Problem to work on —
Lay out as a numbered list, without blank lines, the part of the listing that opens with the line containing "Please find every ski" and closes with the line containing "[62, 408, 1199, 800]".

-- Begin Data excerpts --

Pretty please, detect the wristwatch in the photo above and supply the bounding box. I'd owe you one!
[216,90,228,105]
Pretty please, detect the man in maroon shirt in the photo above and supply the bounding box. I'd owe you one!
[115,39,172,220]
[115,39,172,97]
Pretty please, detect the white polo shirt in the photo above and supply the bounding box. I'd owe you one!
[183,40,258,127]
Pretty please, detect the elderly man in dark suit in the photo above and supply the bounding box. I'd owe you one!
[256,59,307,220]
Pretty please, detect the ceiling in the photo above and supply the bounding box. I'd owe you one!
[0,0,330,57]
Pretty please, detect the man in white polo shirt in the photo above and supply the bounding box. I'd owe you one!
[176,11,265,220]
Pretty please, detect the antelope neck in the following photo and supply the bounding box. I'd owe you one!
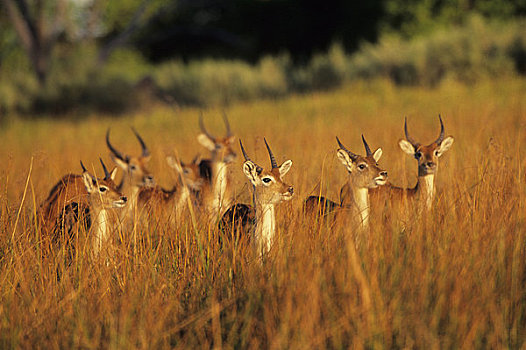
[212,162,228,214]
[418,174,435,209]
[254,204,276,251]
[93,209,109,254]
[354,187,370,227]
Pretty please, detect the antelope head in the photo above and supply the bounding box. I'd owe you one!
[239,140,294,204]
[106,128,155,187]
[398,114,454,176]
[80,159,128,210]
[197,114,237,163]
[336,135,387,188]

-- End Data excerpts --
-- Begin Data excerpts --

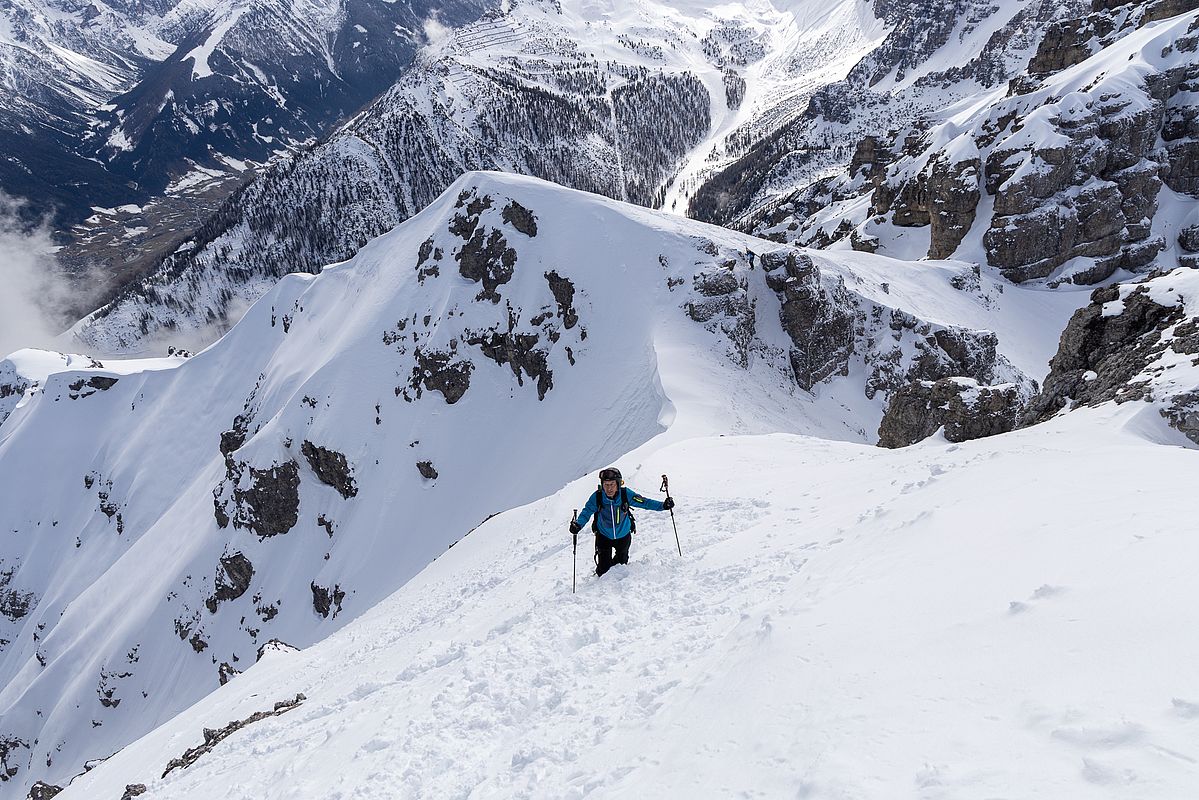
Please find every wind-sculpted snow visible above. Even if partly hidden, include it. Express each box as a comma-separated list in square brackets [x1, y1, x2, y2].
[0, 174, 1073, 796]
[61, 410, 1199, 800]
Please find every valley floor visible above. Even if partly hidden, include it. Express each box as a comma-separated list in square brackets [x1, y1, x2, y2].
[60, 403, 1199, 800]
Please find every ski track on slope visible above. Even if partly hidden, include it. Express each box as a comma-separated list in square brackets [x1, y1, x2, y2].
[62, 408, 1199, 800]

-- End Data excerpts --

Answer below —
1. Please find every ski track on slope visible above. Even if partly hidden, include it. Express each box as a comma-separated list in square brackets [x1, y1, x2, y2].
2. [62, 408, 1199, 800]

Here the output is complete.